* [Article]:
Going back and forth on neutrino oscillations.
Neutrinos came into physics to solve a mystery--the apparent disappearance of energy in certain forms of radioactive decay of atomic nuclei. Now they present physicists and astronomers with a couple of interrelated mysteries about their own nature. The most fundamental of these is whether neutrinos oscillate--that is, whether they change their identities in a cyclic way. The related mystery is whether such oscillations--if they exist--can explain why the sun shines without producing as many neutrinos as standard astrophysical theory says it should.
At the moment there is one experiment, at the Bugey reactor in the French Alps near Grenoble, that claims a positive observation of what looks like neutrino oscillations. Its representatives at the recent Twenty-Third International Conference on High-Energy Physics in Berkeley, Calif., ran into determined opposition from several other experimenters who report negative findings. The others are treating the Bugey data as an intrusion into an area of neutrino physics that they are busy coloring in negative hues. Meanwhile, several experiments are planned to look for oscillating neutrinos from the sun, and at least two of these are now being set up.
"There's a lot at stake here,' says Steven Weinberg of the University of Texas at Austin, who won part of a Nobel Prize for his work toward a theory that might give a single unified description of everything in particle physics. It is just such unified theories that are at issue in neutrino oscillations.
Around 1930, an anomaly in the important nuclear transformation process called beta decay gave physicist Wolfgang Pauli the occasion to postulate the neutrino's existence. Energy seemed to be disappearing unaccountably, and to save the law of conservation of energy Pauli suggested the existence of a particle that was electrically neutral, had no rest mass and interacted so feebly with other matter that it was almost undetectable.

* [Work instructions]:
• 1. Check each of these statements against the article on neutrino oscillations, giving yes or no along with the exact words from the article that settle it: (a) The Bugey reactor is located in the French Alps near Grenoble. (b) Around 1930, an anomaly in beta decay led Wolfgang Pauli to propose that the neutrino exists. (c) Pauli suggested that the particle had a large rest mass.
• 2. Transcribe the article on neutrino oscillations word for word, everything from "At the moment" down to "being set up.".

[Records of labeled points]
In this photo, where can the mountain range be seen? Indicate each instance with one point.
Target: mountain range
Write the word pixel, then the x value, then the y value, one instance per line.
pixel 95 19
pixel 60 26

* [Results in order]:
• 1.
(a) Yes: "at the Bugey reactor in the French Alps near Grenoble"
(b) Yes: "Around 1930, an anomaly in the important nuclear transformation process called beta decay gave physicist Wolfgang Pauli the occasion to postulate the neutrino's existence."
(c) No: "had no rest mass"

• 2.
At the moment there is one experiment, at the Bugey reactor in the French Alps near Grenoble, that claims a positive observation of what looks like neutrino oscillations. Its representatives at the recent Twenty-Third International Conference on High-Energy Physics in Berkeley, Calif., ran into determined opposition from several other experimenters who report negative findings. The others are treating the Bugey data as an intrusion into an area of neutrino physics that they are busy coloring in negative hues. Meanwhile, several experiments are planned to look for oscillating neutrinos from the sun, and at least two of these are now being set up.